▶ _Supplied material_
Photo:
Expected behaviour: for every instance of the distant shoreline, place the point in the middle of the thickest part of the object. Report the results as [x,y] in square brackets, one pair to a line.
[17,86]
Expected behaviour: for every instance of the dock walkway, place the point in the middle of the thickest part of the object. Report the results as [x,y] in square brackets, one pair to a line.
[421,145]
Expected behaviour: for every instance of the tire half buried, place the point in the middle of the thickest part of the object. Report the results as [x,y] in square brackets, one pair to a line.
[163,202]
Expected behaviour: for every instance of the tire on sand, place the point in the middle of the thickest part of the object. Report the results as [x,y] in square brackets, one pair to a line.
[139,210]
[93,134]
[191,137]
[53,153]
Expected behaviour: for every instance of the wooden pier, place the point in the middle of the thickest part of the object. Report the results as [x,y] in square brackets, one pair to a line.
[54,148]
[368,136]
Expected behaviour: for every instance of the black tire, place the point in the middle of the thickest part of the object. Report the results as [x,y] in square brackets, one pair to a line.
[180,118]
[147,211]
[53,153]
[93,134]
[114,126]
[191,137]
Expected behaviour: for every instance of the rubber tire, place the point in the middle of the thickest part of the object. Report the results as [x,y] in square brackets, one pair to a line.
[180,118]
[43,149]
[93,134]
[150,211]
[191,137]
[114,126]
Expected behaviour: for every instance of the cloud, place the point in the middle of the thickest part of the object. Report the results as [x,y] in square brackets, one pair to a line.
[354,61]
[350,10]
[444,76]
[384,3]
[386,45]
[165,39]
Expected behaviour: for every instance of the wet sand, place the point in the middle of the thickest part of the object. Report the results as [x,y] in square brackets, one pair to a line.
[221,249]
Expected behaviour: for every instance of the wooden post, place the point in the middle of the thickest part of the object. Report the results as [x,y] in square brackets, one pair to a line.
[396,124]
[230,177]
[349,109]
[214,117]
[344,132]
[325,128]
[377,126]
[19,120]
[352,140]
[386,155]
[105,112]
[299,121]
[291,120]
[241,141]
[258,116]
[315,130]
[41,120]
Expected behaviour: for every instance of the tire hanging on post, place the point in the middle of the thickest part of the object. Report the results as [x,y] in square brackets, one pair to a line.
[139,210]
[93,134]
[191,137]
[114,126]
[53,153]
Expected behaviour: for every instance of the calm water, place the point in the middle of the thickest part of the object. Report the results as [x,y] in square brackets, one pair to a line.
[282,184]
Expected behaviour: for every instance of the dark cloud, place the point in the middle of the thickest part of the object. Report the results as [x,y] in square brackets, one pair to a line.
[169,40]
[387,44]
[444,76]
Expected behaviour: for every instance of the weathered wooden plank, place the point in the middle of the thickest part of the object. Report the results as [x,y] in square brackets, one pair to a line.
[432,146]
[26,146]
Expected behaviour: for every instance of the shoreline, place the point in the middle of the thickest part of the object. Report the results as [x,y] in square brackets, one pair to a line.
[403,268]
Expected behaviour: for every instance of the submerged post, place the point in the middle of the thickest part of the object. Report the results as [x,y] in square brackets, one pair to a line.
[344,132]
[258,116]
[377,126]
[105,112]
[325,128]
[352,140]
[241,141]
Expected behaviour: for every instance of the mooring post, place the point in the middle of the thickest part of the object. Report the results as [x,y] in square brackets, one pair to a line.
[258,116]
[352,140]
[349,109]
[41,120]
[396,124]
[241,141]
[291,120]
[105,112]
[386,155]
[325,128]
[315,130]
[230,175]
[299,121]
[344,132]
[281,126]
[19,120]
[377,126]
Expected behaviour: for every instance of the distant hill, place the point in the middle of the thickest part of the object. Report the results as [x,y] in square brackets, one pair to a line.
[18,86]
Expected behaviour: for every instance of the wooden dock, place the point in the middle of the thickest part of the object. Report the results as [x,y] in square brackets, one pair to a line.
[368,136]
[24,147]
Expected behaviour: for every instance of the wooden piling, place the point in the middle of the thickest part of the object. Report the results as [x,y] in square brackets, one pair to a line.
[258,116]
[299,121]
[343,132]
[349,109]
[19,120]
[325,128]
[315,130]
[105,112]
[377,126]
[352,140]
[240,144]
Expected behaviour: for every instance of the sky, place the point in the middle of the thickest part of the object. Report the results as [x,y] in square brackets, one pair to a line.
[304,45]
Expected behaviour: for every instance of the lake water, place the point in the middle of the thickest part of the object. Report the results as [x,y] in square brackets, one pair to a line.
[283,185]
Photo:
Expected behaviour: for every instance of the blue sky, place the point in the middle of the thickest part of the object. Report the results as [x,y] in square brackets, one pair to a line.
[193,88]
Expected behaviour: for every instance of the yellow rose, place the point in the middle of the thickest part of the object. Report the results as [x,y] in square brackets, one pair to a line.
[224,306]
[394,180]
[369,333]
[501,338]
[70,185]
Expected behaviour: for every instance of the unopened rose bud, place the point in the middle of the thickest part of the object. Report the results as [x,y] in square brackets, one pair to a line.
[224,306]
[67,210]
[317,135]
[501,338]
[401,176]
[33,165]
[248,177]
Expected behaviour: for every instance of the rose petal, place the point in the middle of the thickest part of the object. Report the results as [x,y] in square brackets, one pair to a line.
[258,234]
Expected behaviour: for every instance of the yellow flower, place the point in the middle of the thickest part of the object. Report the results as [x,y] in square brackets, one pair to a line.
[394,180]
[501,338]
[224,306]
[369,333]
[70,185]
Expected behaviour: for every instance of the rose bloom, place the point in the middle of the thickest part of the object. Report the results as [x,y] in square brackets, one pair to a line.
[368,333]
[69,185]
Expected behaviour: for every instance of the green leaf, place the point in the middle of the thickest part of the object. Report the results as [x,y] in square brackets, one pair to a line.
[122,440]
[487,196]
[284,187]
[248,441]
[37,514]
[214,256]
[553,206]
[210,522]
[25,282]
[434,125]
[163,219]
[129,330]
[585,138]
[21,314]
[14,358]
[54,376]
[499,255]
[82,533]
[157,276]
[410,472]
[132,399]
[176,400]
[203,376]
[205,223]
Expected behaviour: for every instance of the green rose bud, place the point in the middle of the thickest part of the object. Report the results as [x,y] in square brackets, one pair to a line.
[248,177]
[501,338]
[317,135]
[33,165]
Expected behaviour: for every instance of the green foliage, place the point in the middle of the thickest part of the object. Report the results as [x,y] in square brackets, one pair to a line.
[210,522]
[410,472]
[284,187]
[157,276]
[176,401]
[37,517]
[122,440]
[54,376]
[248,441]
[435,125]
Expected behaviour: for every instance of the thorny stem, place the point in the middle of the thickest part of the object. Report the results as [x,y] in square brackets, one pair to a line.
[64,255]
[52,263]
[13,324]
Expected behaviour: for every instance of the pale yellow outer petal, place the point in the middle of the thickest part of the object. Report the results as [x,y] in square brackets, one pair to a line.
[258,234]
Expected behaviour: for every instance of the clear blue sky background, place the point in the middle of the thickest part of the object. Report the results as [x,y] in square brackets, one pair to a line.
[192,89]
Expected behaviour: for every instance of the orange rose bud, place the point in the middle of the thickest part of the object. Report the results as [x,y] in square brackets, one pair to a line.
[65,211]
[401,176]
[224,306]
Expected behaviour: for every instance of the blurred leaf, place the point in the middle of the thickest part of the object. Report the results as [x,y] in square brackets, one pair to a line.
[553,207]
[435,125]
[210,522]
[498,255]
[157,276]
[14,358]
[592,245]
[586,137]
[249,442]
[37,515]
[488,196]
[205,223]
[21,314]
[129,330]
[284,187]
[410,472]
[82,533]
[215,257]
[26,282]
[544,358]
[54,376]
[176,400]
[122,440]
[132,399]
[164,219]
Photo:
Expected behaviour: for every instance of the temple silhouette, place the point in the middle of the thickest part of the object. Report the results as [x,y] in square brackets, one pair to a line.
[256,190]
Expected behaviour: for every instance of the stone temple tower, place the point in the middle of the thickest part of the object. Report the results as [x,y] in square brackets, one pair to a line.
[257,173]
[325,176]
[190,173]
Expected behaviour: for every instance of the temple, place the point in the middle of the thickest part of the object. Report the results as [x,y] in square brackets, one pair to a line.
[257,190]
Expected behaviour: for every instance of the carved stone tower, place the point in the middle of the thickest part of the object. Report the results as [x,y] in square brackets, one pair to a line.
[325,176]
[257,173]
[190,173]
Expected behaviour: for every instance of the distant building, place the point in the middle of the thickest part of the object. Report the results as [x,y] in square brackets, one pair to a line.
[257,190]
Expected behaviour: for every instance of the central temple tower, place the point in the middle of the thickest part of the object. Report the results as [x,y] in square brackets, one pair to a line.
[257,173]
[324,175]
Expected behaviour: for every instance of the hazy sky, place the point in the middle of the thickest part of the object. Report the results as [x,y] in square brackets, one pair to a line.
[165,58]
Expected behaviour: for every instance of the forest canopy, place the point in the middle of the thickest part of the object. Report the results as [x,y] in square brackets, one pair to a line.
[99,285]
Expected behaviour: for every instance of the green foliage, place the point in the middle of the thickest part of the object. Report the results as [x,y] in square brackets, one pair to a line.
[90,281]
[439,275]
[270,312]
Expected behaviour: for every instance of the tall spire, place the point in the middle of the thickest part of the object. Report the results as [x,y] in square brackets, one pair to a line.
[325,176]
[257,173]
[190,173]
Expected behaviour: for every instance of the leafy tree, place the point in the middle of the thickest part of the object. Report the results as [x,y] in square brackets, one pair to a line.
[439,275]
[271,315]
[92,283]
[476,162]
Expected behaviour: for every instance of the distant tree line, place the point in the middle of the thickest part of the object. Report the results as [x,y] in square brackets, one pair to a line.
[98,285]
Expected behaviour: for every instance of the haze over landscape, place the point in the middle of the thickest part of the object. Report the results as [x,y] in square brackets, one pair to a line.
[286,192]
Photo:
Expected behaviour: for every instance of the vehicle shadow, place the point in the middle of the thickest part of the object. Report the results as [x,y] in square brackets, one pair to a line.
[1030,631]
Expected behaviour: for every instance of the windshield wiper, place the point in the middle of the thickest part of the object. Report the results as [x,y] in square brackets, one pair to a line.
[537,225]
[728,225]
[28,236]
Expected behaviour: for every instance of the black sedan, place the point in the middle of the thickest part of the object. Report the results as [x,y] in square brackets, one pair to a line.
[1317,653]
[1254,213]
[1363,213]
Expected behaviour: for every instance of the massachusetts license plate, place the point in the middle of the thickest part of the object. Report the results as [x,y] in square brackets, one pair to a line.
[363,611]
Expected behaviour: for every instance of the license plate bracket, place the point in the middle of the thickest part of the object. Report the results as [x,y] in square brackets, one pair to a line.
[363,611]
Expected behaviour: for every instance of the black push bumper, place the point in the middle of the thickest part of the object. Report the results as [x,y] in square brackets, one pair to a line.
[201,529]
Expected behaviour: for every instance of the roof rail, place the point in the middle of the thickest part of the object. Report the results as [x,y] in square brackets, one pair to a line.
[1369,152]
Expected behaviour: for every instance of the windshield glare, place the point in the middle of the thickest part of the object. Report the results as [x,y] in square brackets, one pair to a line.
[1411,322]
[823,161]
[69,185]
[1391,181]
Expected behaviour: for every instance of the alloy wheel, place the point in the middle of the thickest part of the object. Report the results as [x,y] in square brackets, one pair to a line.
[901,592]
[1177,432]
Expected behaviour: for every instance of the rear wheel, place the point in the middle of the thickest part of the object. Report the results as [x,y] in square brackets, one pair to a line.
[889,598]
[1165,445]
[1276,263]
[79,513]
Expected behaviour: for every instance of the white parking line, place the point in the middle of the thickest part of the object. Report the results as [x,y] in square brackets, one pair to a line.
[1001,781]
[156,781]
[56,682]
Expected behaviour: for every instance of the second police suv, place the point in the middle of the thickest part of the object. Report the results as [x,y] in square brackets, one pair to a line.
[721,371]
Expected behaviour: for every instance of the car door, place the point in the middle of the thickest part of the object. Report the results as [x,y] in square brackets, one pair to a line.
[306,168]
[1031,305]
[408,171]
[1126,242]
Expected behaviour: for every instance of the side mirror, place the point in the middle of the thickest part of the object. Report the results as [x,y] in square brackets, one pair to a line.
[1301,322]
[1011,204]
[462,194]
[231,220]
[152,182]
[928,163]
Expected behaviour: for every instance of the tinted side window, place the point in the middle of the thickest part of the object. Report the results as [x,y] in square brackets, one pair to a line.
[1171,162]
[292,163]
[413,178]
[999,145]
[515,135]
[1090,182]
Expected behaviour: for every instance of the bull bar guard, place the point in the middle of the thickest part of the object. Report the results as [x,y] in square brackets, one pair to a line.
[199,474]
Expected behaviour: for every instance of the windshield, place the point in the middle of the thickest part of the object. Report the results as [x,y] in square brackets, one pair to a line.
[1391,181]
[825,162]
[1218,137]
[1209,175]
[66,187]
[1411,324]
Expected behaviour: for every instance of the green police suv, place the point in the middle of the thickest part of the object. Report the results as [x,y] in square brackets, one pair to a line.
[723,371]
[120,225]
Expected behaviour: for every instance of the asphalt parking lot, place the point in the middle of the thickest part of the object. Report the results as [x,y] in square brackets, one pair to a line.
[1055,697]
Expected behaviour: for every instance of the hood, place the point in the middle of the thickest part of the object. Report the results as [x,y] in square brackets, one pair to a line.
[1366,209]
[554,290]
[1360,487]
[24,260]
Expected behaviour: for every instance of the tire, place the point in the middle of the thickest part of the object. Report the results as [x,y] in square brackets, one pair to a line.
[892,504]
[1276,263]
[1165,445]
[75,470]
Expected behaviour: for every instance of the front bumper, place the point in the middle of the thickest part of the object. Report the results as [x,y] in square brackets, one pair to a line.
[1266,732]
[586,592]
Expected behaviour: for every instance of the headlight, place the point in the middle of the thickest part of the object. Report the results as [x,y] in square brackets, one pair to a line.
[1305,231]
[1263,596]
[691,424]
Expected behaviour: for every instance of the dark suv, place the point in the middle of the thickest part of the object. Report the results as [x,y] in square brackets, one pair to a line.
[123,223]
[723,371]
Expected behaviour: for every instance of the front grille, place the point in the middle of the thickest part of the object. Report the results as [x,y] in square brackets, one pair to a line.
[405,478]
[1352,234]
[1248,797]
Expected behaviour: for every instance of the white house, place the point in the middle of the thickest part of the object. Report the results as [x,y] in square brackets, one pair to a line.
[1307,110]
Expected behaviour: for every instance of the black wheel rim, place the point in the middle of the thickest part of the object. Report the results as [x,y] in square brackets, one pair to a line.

▶ _Exercise_
Repeat, with no changes, each line from the one with "front grille, place" to the end of the listing, including both ends and nothing else.

▶ _In response_
Expected behaviour: for every instance of the front grille, place the point in the middle of the thickest part of the object. Report the results as [x,y] in square brackets, one pair to a line.
[405,478]
[1352,234]
[1248,797]
Expected behaviour: for every instance of the white house, place the point in the middle of the thickest part of the object. Report the results as [x,y] in square brackets, one pair to a line.
[1307,110]
Expected behaviour: for every instance of the black wheel rim, place the point in the middle of the thickest part of the object. Report the results as [x,y] in square brackets, one pair to a line.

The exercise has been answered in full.